◆ **課題**
a: 本文のうち「ザ・モンキーズ、インベーダー」から「景にしているならなおさらだ。」まで（両端を含む）を、一字も変えずに書き写しなさい。
b: 本文で『』に入れて挙げられている作品名をすべて書き出しなさい。

◆ **本文**
━━━━━━━━━━━━━━━━━━━━
ザ・モンキーズ、インベーダー、ハワイ5-O、ディーン・マーティンなど、懐かしいテレビドラマや歌手の名前が次々に出てくるのでわくわくしてしまった。忘れていた一九六〇年代の雰囲気が甦ってくるからだ。ただひとつだけわからないのは、主人公の私立探偵ドックが耽るマリワナ。“おまえいつになったら、その大麻頭のパラノイアから正気の世界に戻るんだ”と天敵の刑事にいわれる始末。でも『V.』『競売ナンバー49の叫び』『重力の虹』のピンチョンの主人公だもの、パラノイアは大歓迎、性と麻薬にみちたヒッピー運動盛んな騒然たる時代を背景にしているならなおさらだ。
━━━━━━━━━━━━━━━━━━━━
◆ **データ**
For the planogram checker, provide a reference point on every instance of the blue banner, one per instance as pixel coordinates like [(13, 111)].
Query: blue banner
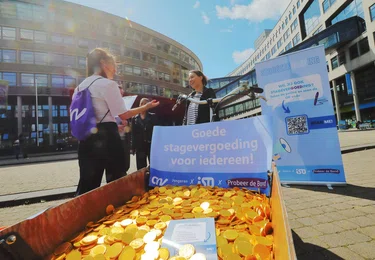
━━━━━━━━━━━━━━━━━━━━
◆ **各課題の解答**
a:
ザ・モンキーズ、インベーダー、ハワイ5-O、ディーン・マーティンなど、懐かしいテレビドラマや歌手の名前が次々に出てくるのでわくわくしてしまった。忘れていた一九六〇年代の雰囲気が甦ってくるからだ。ただひとつだけわからないのは、主人公の私立探偵ドックが耽るマリワナ。“おまえいつになったら、その大麻頭のパラノイアから正気の世界に戻るんだ”と天敵の刑事にいわれる始末。でも『V.』『競売ナンバー49の叫び』『重力の虹』のピンチョンの主人公だもの、パラノイアは大歓迎、性と麻薬にみちたヒッピー運動盛んな騒然たる時代を背景にしているならなおさらだ。

b:
『V.』
『競売ナンバー49の叫び』
『重力の虹』